● **Text passage**
□ □ □ □ □
Today is Holocaust Remembrance Day in Israel, and once again we are reminded to never forget the tragedies of the Holocaust. We are reminded to fight for truth at every turn, and to do acts of kindness in the names of those 6 mlllion innocent Jews who perished at the hands of evil.
In 2019 I had the chance to visit the Jewish ghetto of Theresienstadt, located just an hour's drive from Prague. There are several museums and a tour by foot of the entire town, and it is a very solemn experience, but one that is of course highly recommended.
Theresienstadt Ghetto was established in November 1941by the SS during World War II in the fortress town of Terezín, located in the Protectorate of Bohemia and Moravia (a German-occupied region of Czechoslovakia). Theresienstadt served two main purposes: it was simultaneously a waystation to the extermination camps, and a "retirement settlement" for elderly and prominent Jews to mislead their communities about the Final Solution. Its conditions were deliberately engineered to hasten the death of its prisoners.
□ □ □ □ □
● **Material provided**
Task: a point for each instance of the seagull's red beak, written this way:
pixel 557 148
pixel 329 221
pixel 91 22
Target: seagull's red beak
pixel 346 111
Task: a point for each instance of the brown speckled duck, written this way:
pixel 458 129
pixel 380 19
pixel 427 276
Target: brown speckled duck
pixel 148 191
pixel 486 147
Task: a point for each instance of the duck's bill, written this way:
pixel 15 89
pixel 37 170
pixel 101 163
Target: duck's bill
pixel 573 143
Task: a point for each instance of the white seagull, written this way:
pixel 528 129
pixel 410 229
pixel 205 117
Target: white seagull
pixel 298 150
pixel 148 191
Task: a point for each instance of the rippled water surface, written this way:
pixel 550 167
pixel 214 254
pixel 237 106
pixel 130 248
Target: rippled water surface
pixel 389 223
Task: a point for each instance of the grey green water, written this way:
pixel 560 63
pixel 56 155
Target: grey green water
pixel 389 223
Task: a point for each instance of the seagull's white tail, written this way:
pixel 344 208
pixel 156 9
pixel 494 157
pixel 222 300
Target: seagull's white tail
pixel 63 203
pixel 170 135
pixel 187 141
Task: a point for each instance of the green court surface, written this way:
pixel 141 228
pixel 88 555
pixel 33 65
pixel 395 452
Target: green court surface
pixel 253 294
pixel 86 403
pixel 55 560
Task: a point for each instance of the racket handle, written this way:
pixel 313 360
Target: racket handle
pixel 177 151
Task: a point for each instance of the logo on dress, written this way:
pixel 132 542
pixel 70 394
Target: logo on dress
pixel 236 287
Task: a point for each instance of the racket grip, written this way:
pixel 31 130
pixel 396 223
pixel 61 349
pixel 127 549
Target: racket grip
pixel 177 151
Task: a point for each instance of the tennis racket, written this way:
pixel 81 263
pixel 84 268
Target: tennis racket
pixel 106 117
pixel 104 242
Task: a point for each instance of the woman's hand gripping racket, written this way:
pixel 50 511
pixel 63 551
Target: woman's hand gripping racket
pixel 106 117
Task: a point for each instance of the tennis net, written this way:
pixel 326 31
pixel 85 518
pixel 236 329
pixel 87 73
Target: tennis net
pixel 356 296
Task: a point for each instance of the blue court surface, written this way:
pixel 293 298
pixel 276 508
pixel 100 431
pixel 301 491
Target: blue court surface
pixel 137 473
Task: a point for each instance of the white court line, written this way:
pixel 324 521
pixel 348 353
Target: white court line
□ □ □ □ □
● **What this task involves**
Reproduce the Theresienstadt passage word for word from "Theresienstadt Ghetto was" to "of its prisoners.". Work from the Theresienstadt passage alone.

● **Answer box**
Theresienstadt Ghetto was established in November 1941by the SS during World War II in the fortress town of Terezín, located in the Protectorate of Bohemia and Moravia (a German-occupied region of Czechoslovakia). Theresienstadt served two main purposes: it was simultaneously a waystation to the extermination camps, and a "retirement settlement" for elderly and prominent Jews to mislead their communities about the Final Solution. Its conditions were deliberately engineered to hasten the death of its prisoners.